(Extracted records)
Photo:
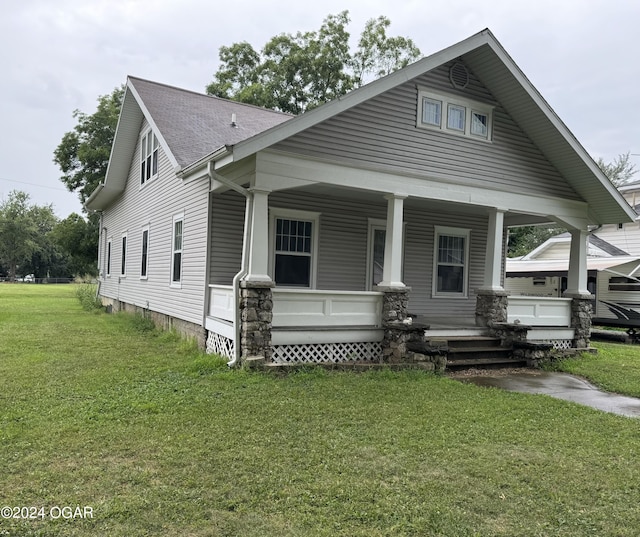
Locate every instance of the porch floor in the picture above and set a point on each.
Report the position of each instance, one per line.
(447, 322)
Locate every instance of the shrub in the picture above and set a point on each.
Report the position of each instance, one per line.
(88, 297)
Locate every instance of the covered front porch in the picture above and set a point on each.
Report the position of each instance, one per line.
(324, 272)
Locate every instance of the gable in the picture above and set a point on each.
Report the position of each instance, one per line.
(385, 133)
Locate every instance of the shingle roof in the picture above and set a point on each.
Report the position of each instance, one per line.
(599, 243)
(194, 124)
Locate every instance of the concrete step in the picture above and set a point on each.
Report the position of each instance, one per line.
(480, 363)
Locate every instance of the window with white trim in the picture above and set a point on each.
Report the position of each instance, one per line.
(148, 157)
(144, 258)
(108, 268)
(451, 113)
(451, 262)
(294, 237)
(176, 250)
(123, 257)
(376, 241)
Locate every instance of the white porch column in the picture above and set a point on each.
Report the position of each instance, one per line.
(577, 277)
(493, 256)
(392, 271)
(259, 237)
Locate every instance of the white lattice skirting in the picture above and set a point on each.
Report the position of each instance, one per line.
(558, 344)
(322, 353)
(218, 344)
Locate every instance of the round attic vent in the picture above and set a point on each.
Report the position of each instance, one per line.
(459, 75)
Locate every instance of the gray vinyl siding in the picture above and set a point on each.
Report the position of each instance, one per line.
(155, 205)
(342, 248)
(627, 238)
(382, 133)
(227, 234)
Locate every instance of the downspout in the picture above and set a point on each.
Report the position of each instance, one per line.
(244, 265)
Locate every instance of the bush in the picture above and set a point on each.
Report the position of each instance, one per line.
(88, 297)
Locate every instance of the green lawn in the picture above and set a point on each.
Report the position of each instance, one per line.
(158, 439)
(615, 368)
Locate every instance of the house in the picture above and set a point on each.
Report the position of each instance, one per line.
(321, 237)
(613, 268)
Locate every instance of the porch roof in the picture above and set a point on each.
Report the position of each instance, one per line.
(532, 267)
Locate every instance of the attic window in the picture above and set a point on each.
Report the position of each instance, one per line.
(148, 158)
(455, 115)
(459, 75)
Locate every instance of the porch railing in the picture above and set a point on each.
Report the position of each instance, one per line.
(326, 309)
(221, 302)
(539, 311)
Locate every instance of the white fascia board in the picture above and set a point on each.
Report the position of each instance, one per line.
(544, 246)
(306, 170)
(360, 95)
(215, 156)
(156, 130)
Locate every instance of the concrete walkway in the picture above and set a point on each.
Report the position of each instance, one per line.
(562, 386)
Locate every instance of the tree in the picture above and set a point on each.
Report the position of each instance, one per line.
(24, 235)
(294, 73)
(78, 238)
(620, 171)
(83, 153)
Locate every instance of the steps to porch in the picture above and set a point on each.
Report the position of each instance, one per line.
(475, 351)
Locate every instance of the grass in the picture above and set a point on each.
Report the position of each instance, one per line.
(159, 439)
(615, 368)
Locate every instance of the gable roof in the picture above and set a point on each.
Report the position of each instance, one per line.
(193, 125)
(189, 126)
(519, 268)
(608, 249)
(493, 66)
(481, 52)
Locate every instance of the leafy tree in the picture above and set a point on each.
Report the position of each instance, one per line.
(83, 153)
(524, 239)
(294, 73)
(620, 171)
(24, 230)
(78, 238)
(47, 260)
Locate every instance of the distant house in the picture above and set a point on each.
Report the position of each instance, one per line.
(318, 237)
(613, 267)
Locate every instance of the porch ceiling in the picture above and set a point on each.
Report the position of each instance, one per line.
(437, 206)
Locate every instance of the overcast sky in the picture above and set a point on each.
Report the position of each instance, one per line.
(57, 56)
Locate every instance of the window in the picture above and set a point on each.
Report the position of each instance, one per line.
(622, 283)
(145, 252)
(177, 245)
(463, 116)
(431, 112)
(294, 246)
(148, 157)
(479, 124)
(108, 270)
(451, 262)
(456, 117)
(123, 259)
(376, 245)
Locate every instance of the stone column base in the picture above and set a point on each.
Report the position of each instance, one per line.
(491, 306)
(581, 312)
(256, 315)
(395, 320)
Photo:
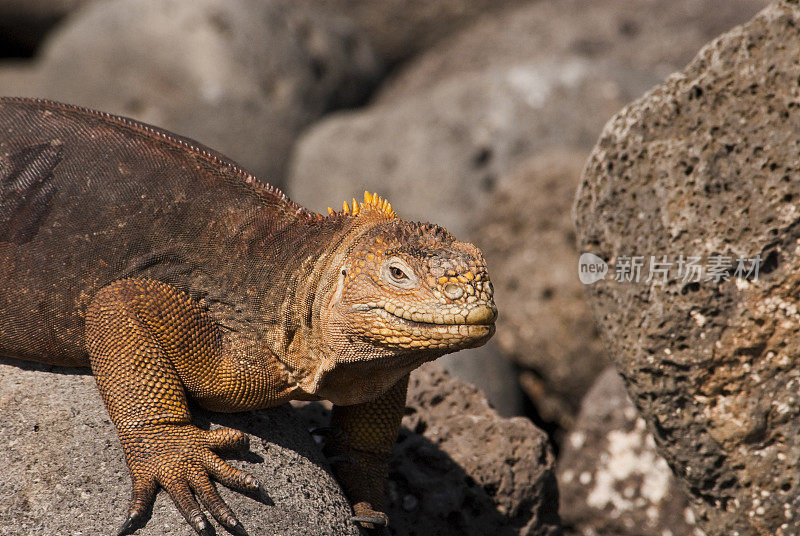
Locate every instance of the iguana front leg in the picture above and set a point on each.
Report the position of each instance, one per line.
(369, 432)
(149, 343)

**Task brief:** Using the listing above, copy exactly the lines from the one that contains "Locate every instance of the leafy" through its last line, both included, but not the pictures.

**Worked answer:**
Locate every instance of the leafy tree in the picture above and set a point on each.
Report the position of each instance, one per line.
(83, 153)
(524, 239)
(294, 73)
(620, 171)
(24, 230)
(78, 238)
(47, 260)
Locate every instance of the distant house in the picture above and set a point on each.
Report the position of each instance, one per line.
(318, 237)
(613, 267)
Locate every instance of the porch ceiling in the picture above and set a point on each.
Report the position of each instance, one per line.
(437, 206)
Locate every instance of the overcast sky in the picture above and set a point on each.
Report the position of each instance, one per line.
(57, 56)
Locate every instance of the window in the picture above and set a point on each.
Report the position of each instance, one per line.
(622, 283)
(145, 252)
(177, 245)
(463, 116)
(431, 112)
(294, 246)
(148, 157)
(479, 124)
(108, 270)
(451, 262)
(456, 117)
(123, 259)
(376, 245)
Locate every instance of the stone column base in the picture above and set a point on each.
Report the position of each instance, one per line.
(491, 306)
(581, 312)
(256, 315)
(395, 320)
Photo:
Locate every instance of the iguana front leg in the picture above and set a point on each.
Report the position of each instance, one per line.
(369, 432)
(149, 343)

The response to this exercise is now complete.